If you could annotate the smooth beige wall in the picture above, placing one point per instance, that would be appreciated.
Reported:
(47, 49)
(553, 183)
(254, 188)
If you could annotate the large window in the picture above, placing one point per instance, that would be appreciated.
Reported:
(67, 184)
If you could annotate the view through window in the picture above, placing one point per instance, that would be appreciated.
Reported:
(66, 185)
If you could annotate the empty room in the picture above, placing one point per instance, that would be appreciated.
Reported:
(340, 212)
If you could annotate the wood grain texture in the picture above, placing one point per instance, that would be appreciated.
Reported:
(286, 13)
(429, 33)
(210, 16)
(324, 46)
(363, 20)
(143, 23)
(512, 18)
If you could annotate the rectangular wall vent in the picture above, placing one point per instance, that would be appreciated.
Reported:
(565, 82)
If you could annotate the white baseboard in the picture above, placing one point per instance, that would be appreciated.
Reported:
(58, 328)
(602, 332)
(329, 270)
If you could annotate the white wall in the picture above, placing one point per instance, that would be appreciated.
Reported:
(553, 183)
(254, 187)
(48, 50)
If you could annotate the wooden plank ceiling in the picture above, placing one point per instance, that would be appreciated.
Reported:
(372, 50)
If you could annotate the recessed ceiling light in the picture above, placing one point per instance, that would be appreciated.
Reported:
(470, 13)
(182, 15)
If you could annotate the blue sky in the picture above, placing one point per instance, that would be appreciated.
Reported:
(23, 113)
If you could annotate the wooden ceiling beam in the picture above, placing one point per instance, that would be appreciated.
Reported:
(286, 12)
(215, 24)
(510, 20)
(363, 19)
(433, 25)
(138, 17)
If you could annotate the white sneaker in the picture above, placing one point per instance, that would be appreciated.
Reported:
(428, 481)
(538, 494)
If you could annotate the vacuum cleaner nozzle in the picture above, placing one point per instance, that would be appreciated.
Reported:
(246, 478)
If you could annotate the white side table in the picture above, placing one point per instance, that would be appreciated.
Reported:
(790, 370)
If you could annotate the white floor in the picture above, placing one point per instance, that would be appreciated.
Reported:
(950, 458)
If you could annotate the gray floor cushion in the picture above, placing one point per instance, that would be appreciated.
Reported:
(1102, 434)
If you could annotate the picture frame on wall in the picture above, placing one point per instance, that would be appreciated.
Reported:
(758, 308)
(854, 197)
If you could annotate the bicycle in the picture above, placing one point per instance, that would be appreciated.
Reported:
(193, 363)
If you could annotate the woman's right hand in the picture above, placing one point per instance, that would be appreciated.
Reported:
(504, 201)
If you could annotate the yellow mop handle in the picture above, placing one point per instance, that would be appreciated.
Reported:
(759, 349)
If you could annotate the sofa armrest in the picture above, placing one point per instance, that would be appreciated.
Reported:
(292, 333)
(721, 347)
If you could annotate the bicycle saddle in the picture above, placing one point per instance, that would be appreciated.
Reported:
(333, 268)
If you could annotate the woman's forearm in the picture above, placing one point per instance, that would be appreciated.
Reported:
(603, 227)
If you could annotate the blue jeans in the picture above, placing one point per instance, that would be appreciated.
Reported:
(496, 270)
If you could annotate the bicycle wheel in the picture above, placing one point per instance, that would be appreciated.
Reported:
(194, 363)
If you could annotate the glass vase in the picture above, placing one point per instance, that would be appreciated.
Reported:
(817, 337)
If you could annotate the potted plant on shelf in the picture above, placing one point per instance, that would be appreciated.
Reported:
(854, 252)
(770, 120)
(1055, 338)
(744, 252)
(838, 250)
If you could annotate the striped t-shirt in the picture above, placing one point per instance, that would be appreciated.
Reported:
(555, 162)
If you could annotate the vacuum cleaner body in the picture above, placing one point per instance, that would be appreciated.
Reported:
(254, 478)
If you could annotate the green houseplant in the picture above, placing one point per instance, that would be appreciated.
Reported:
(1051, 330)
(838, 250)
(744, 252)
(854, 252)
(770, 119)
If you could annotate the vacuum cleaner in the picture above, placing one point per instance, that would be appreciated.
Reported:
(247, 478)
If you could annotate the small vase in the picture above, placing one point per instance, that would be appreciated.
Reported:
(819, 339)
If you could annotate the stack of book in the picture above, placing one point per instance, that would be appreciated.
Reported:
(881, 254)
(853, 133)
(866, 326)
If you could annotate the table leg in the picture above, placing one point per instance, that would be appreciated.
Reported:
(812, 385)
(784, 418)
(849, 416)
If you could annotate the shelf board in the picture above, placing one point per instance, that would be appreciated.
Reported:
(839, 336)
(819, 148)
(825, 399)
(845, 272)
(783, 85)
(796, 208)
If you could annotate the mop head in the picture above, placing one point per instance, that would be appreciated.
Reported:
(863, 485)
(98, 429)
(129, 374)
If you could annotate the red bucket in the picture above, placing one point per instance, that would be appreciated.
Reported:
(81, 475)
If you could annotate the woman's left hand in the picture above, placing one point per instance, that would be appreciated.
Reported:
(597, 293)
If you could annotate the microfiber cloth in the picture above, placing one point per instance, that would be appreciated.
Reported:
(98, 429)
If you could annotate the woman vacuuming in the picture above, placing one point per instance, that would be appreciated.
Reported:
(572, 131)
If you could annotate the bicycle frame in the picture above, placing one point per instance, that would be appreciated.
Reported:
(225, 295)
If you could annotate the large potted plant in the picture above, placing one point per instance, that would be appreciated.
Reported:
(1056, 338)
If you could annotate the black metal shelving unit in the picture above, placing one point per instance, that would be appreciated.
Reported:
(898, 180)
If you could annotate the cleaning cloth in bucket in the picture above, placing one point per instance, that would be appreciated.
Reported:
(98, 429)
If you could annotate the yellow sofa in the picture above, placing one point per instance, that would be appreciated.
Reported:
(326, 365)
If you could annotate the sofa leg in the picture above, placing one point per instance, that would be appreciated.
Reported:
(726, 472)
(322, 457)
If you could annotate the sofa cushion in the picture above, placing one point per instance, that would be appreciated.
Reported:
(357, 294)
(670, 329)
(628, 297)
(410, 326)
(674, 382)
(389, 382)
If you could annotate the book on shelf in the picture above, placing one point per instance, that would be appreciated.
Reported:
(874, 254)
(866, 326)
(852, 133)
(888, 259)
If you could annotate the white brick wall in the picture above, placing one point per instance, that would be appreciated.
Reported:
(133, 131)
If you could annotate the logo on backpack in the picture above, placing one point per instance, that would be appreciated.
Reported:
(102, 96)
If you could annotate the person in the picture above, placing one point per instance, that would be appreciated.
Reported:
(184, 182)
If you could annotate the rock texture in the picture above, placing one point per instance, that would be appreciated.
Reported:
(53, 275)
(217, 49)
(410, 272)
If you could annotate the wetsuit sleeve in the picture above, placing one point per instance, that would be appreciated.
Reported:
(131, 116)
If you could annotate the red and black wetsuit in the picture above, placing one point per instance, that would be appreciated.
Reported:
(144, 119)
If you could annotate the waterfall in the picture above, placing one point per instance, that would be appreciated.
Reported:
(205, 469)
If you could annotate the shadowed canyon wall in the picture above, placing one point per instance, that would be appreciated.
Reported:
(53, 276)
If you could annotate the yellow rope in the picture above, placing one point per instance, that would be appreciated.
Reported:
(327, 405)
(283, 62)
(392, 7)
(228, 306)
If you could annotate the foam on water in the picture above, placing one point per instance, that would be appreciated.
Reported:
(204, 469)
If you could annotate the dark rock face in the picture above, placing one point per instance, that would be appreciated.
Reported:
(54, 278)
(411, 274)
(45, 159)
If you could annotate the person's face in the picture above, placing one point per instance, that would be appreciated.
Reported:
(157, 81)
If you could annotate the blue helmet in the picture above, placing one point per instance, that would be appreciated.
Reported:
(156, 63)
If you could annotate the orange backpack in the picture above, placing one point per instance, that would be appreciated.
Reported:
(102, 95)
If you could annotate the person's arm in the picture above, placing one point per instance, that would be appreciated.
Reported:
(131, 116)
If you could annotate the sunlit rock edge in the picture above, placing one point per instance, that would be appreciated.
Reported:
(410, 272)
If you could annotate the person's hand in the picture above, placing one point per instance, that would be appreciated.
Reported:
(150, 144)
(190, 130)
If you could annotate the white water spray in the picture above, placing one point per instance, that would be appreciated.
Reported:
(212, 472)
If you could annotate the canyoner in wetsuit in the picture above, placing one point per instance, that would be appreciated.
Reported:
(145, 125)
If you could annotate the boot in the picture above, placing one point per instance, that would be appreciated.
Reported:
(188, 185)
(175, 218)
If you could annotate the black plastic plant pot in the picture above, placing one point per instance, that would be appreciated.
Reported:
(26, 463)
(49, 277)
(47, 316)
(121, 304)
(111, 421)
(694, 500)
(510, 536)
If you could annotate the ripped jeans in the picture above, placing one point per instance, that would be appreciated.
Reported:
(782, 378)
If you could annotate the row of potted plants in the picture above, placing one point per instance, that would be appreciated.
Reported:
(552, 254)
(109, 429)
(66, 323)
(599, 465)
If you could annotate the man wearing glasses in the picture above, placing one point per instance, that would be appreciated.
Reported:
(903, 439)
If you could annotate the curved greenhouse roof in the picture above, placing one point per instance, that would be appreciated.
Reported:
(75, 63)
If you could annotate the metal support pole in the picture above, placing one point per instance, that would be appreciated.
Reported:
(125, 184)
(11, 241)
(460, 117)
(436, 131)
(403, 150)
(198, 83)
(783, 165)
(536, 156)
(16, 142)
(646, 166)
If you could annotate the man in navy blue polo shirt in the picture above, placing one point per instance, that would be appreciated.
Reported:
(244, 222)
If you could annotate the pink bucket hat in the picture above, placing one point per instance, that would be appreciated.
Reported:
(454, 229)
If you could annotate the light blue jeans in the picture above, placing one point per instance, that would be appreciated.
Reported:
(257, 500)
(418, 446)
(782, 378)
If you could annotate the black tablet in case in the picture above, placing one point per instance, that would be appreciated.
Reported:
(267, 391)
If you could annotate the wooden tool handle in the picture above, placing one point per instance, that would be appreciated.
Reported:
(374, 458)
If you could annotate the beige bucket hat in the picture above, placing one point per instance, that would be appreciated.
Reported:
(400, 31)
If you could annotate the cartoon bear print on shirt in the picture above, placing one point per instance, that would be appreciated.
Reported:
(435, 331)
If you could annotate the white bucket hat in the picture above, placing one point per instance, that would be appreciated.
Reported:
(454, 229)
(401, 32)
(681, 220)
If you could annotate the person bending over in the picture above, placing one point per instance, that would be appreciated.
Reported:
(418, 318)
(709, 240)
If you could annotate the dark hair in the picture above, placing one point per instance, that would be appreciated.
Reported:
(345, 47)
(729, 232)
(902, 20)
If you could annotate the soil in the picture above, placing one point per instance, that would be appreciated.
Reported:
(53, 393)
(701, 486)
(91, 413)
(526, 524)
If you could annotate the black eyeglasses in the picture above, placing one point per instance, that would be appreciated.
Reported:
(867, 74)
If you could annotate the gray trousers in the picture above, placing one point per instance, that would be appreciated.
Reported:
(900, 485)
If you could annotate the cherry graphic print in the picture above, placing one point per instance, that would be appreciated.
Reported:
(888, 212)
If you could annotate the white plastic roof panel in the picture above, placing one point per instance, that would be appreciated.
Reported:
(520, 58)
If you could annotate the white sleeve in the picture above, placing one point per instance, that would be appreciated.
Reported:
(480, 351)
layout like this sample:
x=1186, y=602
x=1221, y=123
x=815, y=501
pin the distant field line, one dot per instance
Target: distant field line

------------------------------------------------------------

| Task objective |
Whenever a line in the listing above includes the word "light", return that line.

| Solution below |
If you could annotate the recessed ceiling light in the picture above, placing one point per instance, that would be appreciated.
If you could annotate the light blue jeans in the picture above, placing one point per instance, that would be appreciated.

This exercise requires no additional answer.